OBJECTIVES →
[a] In the forum thread about parents on the school run, who will drop DS off at school while the poster is working?
[b] Carry on the forum thread about parents on the school run, starting after its last sentence.

PAGE EXCERPT →
----------

Not everyone is friendly. I have a neighbour who is a mum and she has a very bitchyrestingface plus she never says hello first. Or she may actually dislike me. I don't care, and that's the point- who gives a monkeys about people looking at you. It seems exceptionally unlikely they are all judging you harshly whilst on the school run or in the supermarket in the daytime themselves!

Thataintnoetchasketch · 15/05/2016 11:44

When DS goes to school it'll be DH dropping him off when I'm working as he works nights. I don't know many people who work 9-5 anymore and a lot of DHs friends who are shift workers or work flexi take a much more active role in bringing up their kids than those that aren't. I think its a great thing that you can be so involved and your family are lucky that you can do that.

If these women are really as bad as you say can you ask DD loudly in the playground what she'd like to do this afternoon before daddy has to go to work? Or make a point of trying to talk to them - maybe some of it is your own paranoia?

----------

EXTRACTED ENTRIES →
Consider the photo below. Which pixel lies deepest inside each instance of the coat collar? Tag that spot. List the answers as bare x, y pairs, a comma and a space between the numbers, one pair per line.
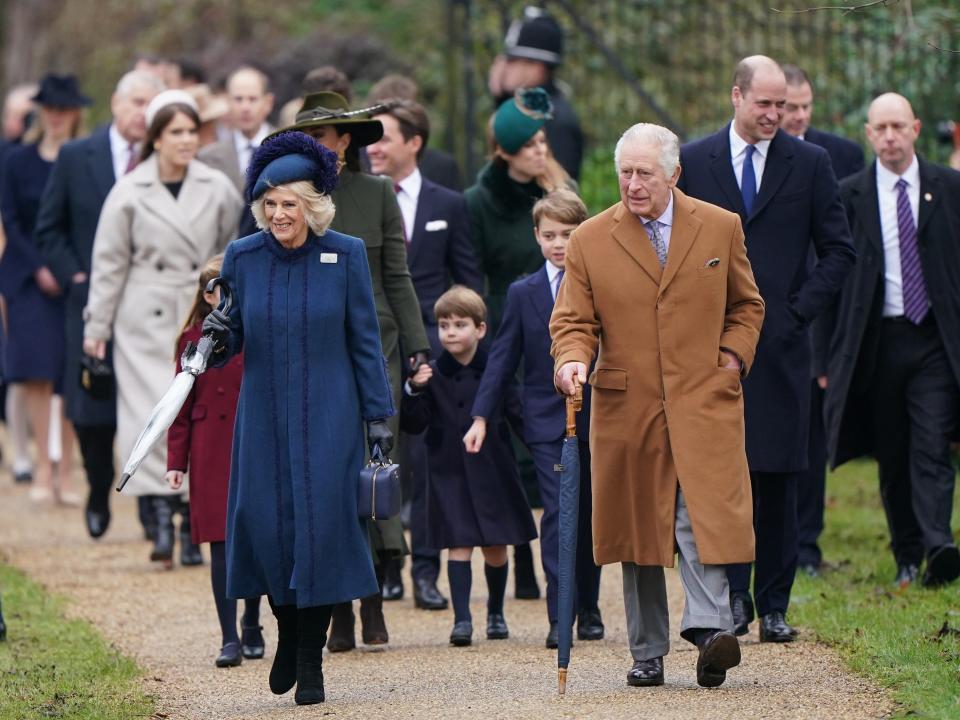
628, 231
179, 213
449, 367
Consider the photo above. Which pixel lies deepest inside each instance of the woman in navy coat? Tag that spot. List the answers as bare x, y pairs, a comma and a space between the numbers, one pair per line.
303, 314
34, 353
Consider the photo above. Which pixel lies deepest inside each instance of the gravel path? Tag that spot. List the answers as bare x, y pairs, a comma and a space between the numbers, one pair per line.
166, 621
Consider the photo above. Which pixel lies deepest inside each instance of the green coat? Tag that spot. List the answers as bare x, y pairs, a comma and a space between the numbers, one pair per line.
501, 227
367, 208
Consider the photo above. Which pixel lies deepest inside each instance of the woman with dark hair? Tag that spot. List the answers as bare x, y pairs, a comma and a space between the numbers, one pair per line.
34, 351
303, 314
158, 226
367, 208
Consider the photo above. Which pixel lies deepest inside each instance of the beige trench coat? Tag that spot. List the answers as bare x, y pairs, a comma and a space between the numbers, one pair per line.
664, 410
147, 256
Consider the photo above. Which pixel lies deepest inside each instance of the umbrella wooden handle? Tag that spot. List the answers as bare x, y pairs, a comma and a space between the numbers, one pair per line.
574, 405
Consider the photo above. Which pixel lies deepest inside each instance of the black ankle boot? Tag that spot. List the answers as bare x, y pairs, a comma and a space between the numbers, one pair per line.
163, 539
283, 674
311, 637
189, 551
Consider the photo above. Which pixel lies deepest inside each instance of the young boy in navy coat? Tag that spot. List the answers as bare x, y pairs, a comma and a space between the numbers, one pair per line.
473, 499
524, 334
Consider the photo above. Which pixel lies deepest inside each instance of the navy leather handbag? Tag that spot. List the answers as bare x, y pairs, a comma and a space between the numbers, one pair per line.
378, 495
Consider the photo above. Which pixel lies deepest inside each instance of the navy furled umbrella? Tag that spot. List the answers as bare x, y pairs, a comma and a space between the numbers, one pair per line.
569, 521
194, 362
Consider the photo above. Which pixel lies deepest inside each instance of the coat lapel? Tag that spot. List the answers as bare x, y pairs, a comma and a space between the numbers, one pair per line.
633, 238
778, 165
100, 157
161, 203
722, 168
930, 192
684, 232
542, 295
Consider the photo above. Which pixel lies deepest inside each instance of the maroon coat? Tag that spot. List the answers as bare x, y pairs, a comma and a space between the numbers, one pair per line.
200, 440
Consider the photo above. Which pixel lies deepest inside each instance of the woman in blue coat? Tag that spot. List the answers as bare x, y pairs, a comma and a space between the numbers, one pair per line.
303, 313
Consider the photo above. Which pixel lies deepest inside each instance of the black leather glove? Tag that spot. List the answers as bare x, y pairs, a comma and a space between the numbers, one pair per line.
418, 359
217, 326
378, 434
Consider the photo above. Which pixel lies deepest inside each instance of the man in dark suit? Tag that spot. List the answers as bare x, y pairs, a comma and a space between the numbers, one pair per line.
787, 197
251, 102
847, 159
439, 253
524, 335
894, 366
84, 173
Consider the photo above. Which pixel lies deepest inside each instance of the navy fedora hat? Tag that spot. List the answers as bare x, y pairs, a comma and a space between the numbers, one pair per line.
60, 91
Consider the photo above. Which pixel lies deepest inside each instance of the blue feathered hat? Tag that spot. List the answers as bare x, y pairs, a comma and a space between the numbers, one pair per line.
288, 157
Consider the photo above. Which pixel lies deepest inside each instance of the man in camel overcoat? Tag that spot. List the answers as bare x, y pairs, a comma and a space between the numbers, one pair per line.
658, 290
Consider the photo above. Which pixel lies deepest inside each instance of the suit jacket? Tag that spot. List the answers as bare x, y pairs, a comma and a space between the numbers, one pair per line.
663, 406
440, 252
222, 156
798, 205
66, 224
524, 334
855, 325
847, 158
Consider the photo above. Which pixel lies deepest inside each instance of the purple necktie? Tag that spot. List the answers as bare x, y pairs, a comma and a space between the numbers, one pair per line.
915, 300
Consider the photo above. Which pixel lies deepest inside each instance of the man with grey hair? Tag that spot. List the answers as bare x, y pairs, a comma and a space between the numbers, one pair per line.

----------

RESULTS FOR THE EXERCISE →
[a] DH will drop him off, since he works nights.

[b]
Janecc · 15/05/2016 11:45

I'm surprised too. I think you just need to hard nose through it tbh - some parents can treat certain parents abysmally for a variety of reasons. If there is any out and out bullying then I would bring it up with the school. As long as it's on school grounds, you have cause for complaint.

Ludwaysl · 15/05/2016 11:45

There's about a 50/50 split between men and women doing out school drops and pick ups, both parents and grandparents. DH says he's never noticed anyone looking at him, he does drop offs way more than I do. Are you certain you're not projecting?

MrJones1977 · 15/05/2016 11:54

Just asked my DP, I am a DWRBF. Yup, a Dad with resting bitch face.

OP posts:
sharknad0 · 15/05/2016 11:56

It's strange. When my husband is in the country, he tries to do the school runs, go to playgroups and parks. He's never been given dirty looks by other mums. He can work from home for weeks at a time, so they would see him regularly, but no-one seems to care, they have no idea what he does.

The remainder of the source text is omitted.